= Exercise prompt =
Would you transcribe the listing that follows, character for character, and omit its images?

= Supplied records =

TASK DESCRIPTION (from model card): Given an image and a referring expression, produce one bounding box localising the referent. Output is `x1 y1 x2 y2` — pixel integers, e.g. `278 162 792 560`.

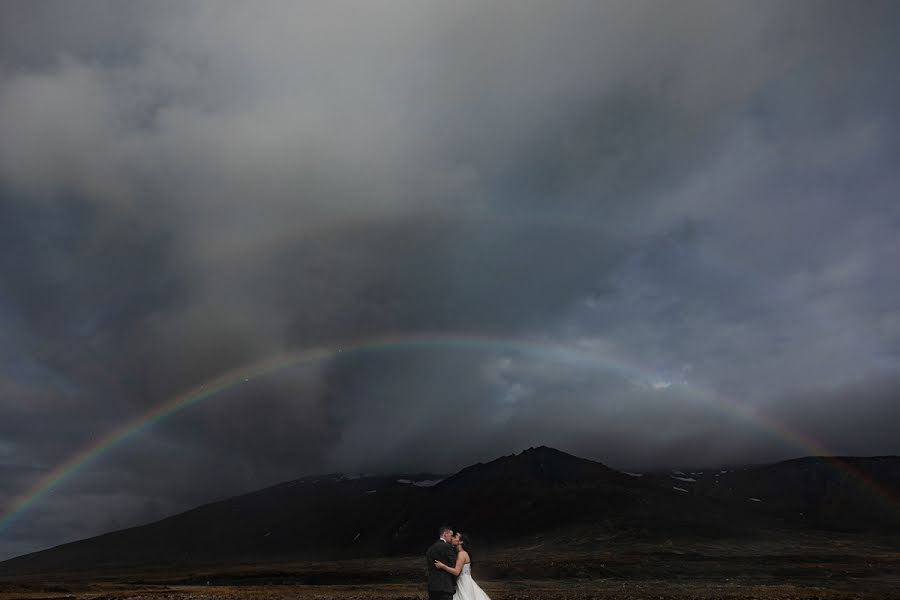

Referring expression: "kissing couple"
425 525 491 600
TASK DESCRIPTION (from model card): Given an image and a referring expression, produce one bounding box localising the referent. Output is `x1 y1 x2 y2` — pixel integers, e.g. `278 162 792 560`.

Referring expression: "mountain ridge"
0 446 900 576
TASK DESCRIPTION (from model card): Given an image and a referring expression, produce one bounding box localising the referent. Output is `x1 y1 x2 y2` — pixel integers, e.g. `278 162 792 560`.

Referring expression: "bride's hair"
459 531 472 556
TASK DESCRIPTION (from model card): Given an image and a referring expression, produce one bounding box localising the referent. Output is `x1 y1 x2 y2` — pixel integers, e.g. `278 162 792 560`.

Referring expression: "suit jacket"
425 540 456 594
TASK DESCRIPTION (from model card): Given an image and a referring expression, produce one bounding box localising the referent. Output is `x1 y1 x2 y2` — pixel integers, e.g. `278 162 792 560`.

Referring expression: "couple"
425 526 490 600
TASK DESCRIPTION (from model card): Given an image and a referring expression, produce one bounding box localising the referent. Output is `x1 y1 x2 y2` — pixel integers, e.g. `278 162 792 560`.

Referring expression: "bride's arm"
434 552 468 577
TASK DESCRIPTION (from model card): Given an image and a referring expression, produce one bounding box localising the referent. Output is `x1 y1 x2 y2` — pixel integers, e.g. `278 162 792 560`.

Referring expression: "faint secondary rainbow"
0 333 900 532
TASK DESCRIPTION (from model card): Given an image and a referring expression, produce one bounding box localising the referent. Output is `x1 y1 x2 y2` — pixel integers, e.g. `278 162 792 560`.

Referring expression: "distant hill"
0 446 900 576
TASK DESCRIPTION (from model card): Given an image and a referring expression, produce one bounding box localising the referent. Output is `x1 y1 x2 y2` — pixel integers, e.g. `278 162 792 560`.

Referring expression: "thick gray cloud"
0 1 900 556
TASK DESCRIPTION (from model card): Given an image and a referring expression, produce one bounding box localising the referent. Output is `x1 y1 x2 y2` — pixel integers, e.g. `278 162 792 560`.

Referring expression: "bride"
434 532 491 600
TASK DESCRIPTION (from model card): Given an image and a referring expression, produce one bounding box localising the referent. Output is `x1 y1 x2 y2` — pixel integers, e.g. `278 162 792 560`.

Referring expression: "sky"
0 0 900 559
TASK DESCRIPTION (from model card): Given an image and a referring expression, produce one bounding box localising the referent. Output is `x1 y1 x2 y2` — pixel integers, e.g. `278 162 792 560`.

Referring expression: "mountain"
650 456 900 532
0 446 900 575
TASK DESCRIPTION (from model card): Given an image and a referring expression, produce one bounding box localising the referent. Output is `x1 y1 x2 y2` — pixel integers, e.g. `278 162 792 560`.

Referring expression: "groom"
425 525 456 600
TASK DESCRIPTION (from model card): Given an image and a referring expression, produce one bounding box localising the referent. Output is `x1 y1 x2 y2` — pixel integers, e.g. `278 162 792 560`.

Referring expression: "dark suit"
425 540 456 600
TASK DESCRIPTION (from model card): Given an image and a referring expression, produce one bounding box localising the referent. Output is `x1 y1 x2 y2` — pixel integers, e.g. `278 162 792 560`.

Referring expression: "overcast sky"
0 0 900 558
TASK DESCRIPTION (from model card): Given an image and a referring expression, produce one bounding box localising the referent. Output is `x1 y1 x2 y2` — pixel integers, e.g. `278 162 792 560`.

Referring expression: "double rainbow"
0 333 900 532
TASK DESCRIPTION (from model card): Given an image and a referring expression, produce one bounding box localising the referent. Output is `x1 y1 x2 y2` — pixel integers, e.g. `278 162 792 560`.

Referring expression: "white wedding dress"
453 563 491 600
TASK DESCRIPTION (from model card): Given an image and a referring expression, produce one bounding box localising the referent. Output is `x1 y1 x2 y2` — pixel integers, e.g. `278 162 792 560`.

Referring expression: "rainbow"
0 333 900 532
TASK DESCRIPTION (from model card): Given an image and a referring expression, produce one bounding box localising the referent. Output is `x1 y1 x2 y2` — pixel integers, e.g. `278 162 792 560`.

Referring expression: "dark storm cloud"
0 2 900 555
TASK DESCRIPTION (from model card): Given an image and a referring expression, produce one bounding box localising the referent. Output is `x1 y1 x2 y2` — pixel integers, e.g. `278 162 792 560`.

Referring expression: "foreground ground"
0 534 900 600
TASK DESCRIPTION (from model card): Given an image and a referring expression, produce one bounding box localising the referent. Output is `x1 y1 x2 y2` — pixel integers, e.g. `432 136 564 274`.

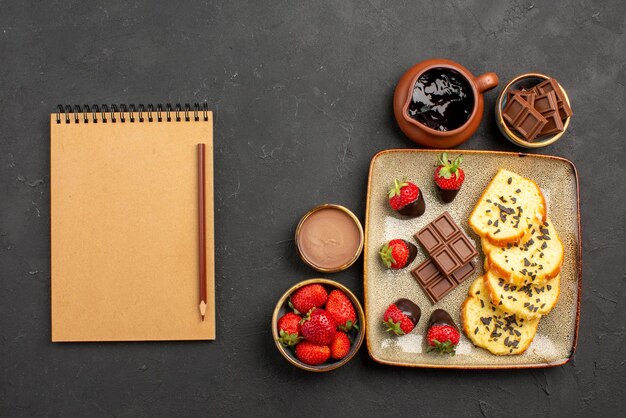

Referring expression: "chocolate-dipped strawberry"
426 309 461 356
434 152 465 203
383 298 422 335
379 239 417 270
389 180 426 218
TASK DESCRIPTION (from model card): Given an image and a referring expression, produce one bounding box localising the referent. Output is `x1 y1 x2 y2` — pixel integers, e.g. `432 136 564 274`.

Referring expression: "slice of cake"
469 169 547 246
483 271 561 319
483 219 564 286
461 277 539 355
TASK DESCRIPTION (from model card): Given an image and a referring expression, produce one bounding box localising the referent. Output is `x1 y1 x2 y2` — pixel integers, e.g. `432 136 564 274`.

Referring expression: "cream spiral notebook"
50 104 215 342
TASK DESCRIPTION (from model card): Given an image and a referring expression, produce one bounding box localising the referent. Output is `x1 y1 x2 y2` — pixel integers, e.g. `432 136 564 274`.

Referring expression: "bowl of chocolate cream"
296 204 363 273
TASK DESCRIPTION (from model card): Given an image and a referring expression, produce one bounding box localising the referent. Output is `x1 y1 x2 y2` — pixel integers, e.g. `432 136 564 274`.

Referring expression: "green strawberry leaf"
287 298 300 315
383 318 404 335
278 329 302 347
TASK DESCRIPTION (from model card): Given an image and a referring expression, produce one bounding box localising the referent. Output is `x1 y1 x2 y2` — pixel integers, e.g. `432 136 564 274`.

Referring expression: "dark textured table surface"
0 0 626 417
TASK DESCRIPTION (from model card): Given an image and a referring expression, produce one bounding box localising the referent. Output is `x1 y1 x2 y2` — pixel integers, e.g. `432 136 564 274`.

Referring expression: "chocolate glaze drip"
402 240 417 266
398 191 426 218
437 186 459 203
428 309 459 330
395 298 422 325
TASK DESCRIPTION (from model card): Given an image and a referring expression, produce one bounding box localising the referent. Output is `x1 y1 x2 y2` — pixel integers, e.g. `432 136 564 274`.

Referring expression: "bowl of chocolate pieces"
495 73 572 148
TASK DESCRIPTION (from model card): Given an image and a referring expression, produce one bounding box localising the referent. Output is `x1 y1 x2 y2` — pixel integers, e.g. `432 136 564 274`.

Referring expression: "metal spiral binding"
56 103 209 124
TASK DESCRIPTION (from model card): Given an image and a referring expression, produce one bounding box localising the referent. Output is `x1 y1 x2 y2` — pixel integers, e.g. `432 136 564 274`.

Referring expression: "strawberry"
426 309 461 356
388 179 426 218
296 341 330 366
289 283 328 314
278 312 302 347
301 309 337 345
383 299 422 335
326 289 359 332
330 332 350 360
434 152 465 203
379 239 417 270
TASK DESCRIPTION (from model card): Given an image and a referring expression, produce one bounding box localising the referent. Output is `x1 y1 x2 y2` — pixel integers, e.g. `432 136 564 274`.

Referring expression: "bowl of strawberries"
272 279 365 372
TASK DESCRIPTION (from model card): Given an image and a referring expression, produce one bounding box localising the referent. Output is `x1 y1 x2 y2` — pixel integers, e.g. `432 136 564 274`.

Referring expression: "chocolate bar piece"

= Exercise solution =
TASK DESCRIPTION (from model card): Given an image and a referring expression, produce one bounding box localising the referent. Output is `x1 y1 x2 y2` — pixel integers, e.g. `278 162 792 560`.


Referring expression: "kissing couple"
425 525 491 600
TASK DESCRIPTION (from model card): Given an image and a referring expression, produce one bounding box localising the referent. Output is `x1 y1 x2 y2` — pixel integers, e.g. `278 162 792 560`.

Referring expression: "mountain ridge"
0 446 900 576
TASK DESCRIPTION (from model card): Given an image and a referring expression, produce one bounding box localising the referent. Output is `x1 y1 x2 y2` — pixel integers, e.g. `278 162 792 560`.

Referring expression: "bride's hair"
459 531 472 556
TASK DESCRIPTION (from model card): Given an image and a referring expression, produce one bounding box localising the referent. Output is `x1 y1 x2 y2` — pixel integers, e.g. `278 162 792 560`.

Referring expression: "suit jacket"
425 540 456 594
TASK DESCRIPTION (from model card): Given an image and a referring expression, produce one bounding box localising the referent. Output is `x1 y1 x2 y2` — pixel integers, e.g. `278 162 792 560`.

Referring expression: "couple"
425 526 490 600
TASK DESCRIPTION (from model card): Given an image and a referring expression, produce one bounding box localising the referent. Output is `x1 y1 x2 y2` — pixel integers, e.g. `278 162 792 560`.

Referring expression: "bride's arm"
434 552 468 577
TASK DESCRIPTION (from model card): Given an image and a referring expression, produce one bounding box localising the referent. Output is `x1 y1 x2 y2` — pixel integers, e.g. `278 162 792 560`.

Referring expression: "faint secondary rainbow"
0 333 900 532
TASK DESCRIPTION (from model card): Given an image and a referring expression, produce one bounding box localising the referent. Output is `x1 y1 x2 y2` — pixel integers, e.g. `278 162 792 560`.

Referring expression: "distant hill"
0 446 900 576
TASK DESCRIPTION (from model card): Given an image and a referring expression, produce one bounding box localising the referent. Output is `x1 y1 x2 y2` — pixel integers, e.g. `278 162 792 560`.

Referring expression: "thick gray cloud"
0 1 900 556
TASK DESCRIPTION (from model card): Given an image and a referring expression, produce one bounding box localising the referent. Output is `x1 y1 x2 y2` — pixel integers, e.g. `278 162 792 560`.

Referring expression: "bride"
434 532 491 600
TASK DESCRIPTION (from model card): Given an image and a referring expression, produce one bounding box localising the referent. Output is `x1 y1 x2 y2` — pixel integers, e.g. `278 162 792 560`.

Referring expression: "sky"
0 0 900 559
TASK DESCRIPTION (from model card): Given an image and a referring expression, produce one bounding box localising the referent. Output is `x1 y1 x2 y2` — pixel integers, e.g. `278 162 792 560`.

Referring expression: "mountain"
650 456 900 532
0 446 900 575
TASK DESCRIPTION (from model card): Given an image and a referring expression, produce one bounding box localising the referent. Output is `x1 y1 x2 y2` — pixel integers, e.g. `278 162 792 560`.

Referring expression: "groom"
425 525 456 600
TASK DESCRIPTION (from model card): Given an image and a referring expression, produce one bounding box localising the referent. Output is `x1 y1 x2 y2` — pixel integers, e.g. `278 162 792 560`.

Referring expression: "dark suit"
425 540 456 600
TASK DESCRIPTION (from model card): Given an image and a referring expression, produce one bounding box localising the referent. Output is `x1 y1 x2 y2` — pixel integers, e.g. `278 162 792 560`.

Referring expression: "overcast sky"
0 0 900 558
TASK DESCRIPTION (from model card): Given an image and a referring expression, produce one bounding box localising the referent. Output is `x1 y1 x2 y2` — pixel integers, e.g. `278 162 792 560`.

Referring expression: "double rainbow"
0 333 900 532
TASK DESCRIPTION (from model card): Given an image and a referring expression, produce one bounding box localising the referent. Output is `x1 y1 x2 y2` — pixel integers, e.g. `278 162 792 560`.

Referring expression: "white wedding dress"
453 563 491 600
TASK DESCRIPTION (from model card): Given an image and a referring expression, produce one bounding box localising the referent. Output is `x1 y1 x2 y2` — pixel integers, e.g. `278 162 792 560`.

Referring expression: "rainbow"
0 333 900 532
TASK DESCRIPTION (from model card): Given an image and a referring expression, produce one bounding box localising the referent. Output is `x1 y1 x2 y2` — pixel integers, e.g. `278 162 792 560`.

Referring expression: "dark storm cloud"
0 2 900 555
TASK DESCRIPTION (from model card): Given an image and a referring expression, produce one bounding box localising the referent. Output is `x1 y1 x2 y2` — pixel integers, e.g. `278 162 792 560`.

Referring expression: "foreground ground"
0 534 900 600
TASK DESCRIPTION (from model card): Given an image and a referring expression, produce one bounding box localising the referent. Output is `x1 y1 x2 y2` — pixel integers, e.g. `432 136 564 274`.


Referring expression: "chocolate-dipped strawberry"
426 309 461 356
434 152 465 203
383 298 422 335
379 239 417 270
389 180 426 218
TASK DESCRIPTION (from model card): Given an image and a referring expression, produce one bounding box localising the referent. Output is `x1 y1 x2 y2` — pixel integers, e.g. `432 136 564 274`.

Referring expression: "slice of cake"
469 169 547 246
483 271 561 319
483 219 564 286
461 277 539 355
TASK DESCRIPTION (from model card): Given an image and a referring expression, produce one bounding box localising the referent. Output is `x1 y1 x2 y2` — pixel integers, e.g. `432 136 564 274`.

Referring expression: "cream spiral notebook"
50 104 215 342
TASK DESCRIPTION (from model card): Given an image and a referring expression, produce one bounding box localising the referent. Output is `x1 y1 x2 y2` — pixel integers, e.g. `432 136 564 274`.

Referring expression: "bowl of chocolate cream"
296 204 363 273
TASK DESCRIPTION (from model card): Given an image and a referring expression, produce one bounding box localising the referent. Output is `x1 y1 x2 y2` — pixel integers, e.g. `432 136 564 274`.

Referring expression: "green strawberry leaf"
287 298 300 315
383 318 404 335
278 329 302 347
TASK DESCRIPTION (from model card): Given an image and a referring expression, produce one bounding box localising the referent. Output is `x1 y1 x2 y2` — pixel integers, e.g. `432 136 564 274`.

Referring expression: "dark textured table surface"
0 0 626 417
TASK DESCRIPTION (from model card): Given an image and a referring expression, produce one bounding box localising the referent. Output is `x1 y1 x2 y2` — pixel integers, e.g. `432 136 564 274`.

Referring expression: "chocolate glaze drip"
402 240 417 266
398 191 426 218
437 186 459 203
428 309 459 330
395 298 422 325
TASK DESCRIPTION (from model card): Given an image and a referring expression, produce one bounding box localising the referent. Output is `x1 y1 x2 y2` — pixel integers, e.g. `432 136 564 274`.

Referring expression: "bowl of chocolate pieces"
495 73 572 148
TASK DESCRIPTION (from model card): Given an image and a referring expression, produce one bounding box localising the referent. Output is `x1 y1 x2 y2` — pixel integers, e.g. `432 136 564 274`.

Referring expression: "metal spiral binding"
56 103 209 124
TASK DESCRIPTION (from model card): Given an image and a referring expression, produce one bounding box localising the referent. Output is `x1 y1 x2 y2` — pixel integers, e.g. `432 136 564 274`.

Referring expression: "strawberry"
426 309 461 356
388 179 426 218
296 341 330 366
289 283 328 314
278 312 302 347
301 309 337 345
383 299 422 335
326 289 359 332
330 332 350 360
434 152 465 203
379 239 417 270
TASK DESCRIPTION (from model card): Given an image and a referring expression, produce one bounding box localising the referent. Output is `x1 y1 x2 y2` — pixel integers, e.g. `432 136 564 274`.

Referring expression: "bowl of strawberries"
272 279 365 372
TASK DESCRIPTION (from model card): Given an image and a referring expression, produce one bounding box localising the referent. Output is `x1 y1 x2 y2` — pixel integers, e.g. `432 136 564 274`.

Referring expression: "chocolate bar piece"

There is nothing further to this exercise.